:: TESTO ESTRATTO ::
◆ ◆ ◆ ◆ ◆ ◆ ◆
Mi è stato chiesto di scrivere un articolo sulla mostra in corso al Castello di Vigevano, all’interno della seconda scuderia, dal titolo La Poetica della Materia, ed ho immediatamente accettato.
In mostra ci sono quattro scultori, tutti soci della Permanente di Milano, tutti importanti e per curriculum e per bravura.I nomi sono quelli di Alfredo Mazzotta, Pino di Gennaro, Luigi Fulvi e Armanda Verdirame.
Particolarmente attrattiva la location, la seconda scuderia sforzesca, con colonne in granito, è ricca di storia: nel XV secolo è stalla per i cavalli che necessariamente seguivano la corte degli Sforza a Vigevano al Castello, oggi è sede espositiva per mostre.
All’interno troviamo le varie sculture dei vari artisti.
Particolarmente affascinanti sono le sculture di Pino Di Gennaro, un connubio perfetto di arte e scienza, e questo aspetto scientifico emerge prepotente non solo dai titoli ma dalle opere stesse. C’è chi ha paragonato le sue sculture ad uno spartito musicale, io preferisco immaginarle come parte della costellazione, singoli tributi ad un armonioso cielo. Del resto la tendenza di queste sculture è proprio questa, in perenne ascensione verso l’alto, con contaminazioni tangibili di elementi celesti quali la luna o il cielo.
Proprio questo cielo che tanto affascina Pino Di Gennaro e noi, al punto di immaginare le sue sculture come all’interno di un planetario ad illuminare la volta celeste. Nessun cedimento, la tensione è lieve e ben gestita dalle mani sapienti di Pino Di Gennaro, lo si nota soprattutto in Germinazione cosmica, dove l’opera per puro caso è appoggiata su un basamento ma potrebbe ben essere installata anche come scultura aerea, volteggiando come se de dovesse davvero fare parte dello spazio cosmico. Anche i materiali utilizzati, il bronzo, la cartapesta blu, il ferro e l’alluminio ti portano davvero a credere di essere in un mondo a parte, quasi sempre immaginato o visto attraverso un telescopio ma mai davvero tangibilmente vissuto. Ebbene Pino Di Gennaro riesce magistralmente a trasportarci in questo suo personalissimo mondo fatto di luna, di cielo, di pilastri tesi verso l’infinito.
◆ ◆ ◆ ◆ ◆ ◆ ◆
:: COSA FARE ::
• 1. Quali materiali usa Pino Di Gennaro, secondo l'articolo sulla mostra?
• 2. Per favore, riprendi l'articolo sulla mostra La Poetica della Materia subito dopo la sua ultima frase.
I dati riportati dopo l'articolo sulla mostra non servono.

:: CONTENUTO DEI DATI ::
◆ ◆ ◆ ◆ ◆ ◆ ◆
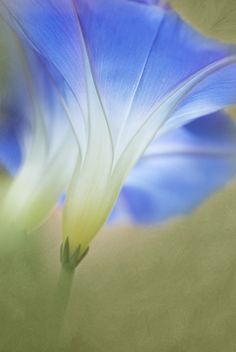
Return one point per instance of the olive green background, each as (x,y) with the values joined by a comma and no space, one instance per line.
(167,289)
(215,18)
◆ ◆ ◆ ◆ ◆ ◆ ◆
:: LE RISPOSTE ::
• 1. Il bronzo, la cartapesta blu, il ferro e l'alluminio.

• 2.
Proseguendo troviamo le sculture di Luigi Fulvi, completamente differenti, un altro approccio alla materia. Fulvi utilizza la pietra arenaria color giallo paglierino, per dare vita a delle installazioni di tipo monolitico. La forma che Fulvi imprime alle sue opere è sicuramente decisa anche se mai spigolosa, semmai addolcita ed in alcuni casi tondeggiante, quasi a smussare dei possibili spigoli che sicuramente darebbero fastidio alla visione dei fruitori.Sculture evocative, che seppur non di grandi dimensioni hanno la capacità di fare pensare ad una maestosità imponente. Sicuramente non passano inosservate, anzi si mostrano nelle loro forme “avvolgenti”, in dialogo con chi le osserva e quasi a sfiorarle ti portano ad osservare la loro composizione materica: la roccia arenaria è una roccia sedimentaria composta di granuli dalle dimensioni medie di una sabbia e proprio la scelta da parte di Fulvi di utilizzare questo tipo di roccia, ci permette di apprezzarne in pieno il suo essere malleabile e duttile insieme.
Arriviamo poi alle opere di Alfredo Mazzotta, a queste figure tese a cercare una perfezione assoluta, un rigorismo che si concentra sulla estrema ricerca dei volumi, dei pieni che riempiono lo spazio circostante, con notevole dinamismo. Sì perché le sculture di Mazzotta sono estremamente dinamiche, si piegano su loro stesse al limite della tensione raggiungibile, ma si stagliano leggere, come in perenne volo. Ecco allora che la ricerca di Mazzotta elabora forme sempre diverse, sempre armoniose; mai l’utilizzo del bronzo ha assunto una forma poetica così alta, nelle mani di Mazzotta anche la tensione massima appare lieve e di conseguenza le figure assumono naturalmente grazia ed eleganza. Un lirismo scultureo che agli occhi di chi le osserva non può che apprezzare.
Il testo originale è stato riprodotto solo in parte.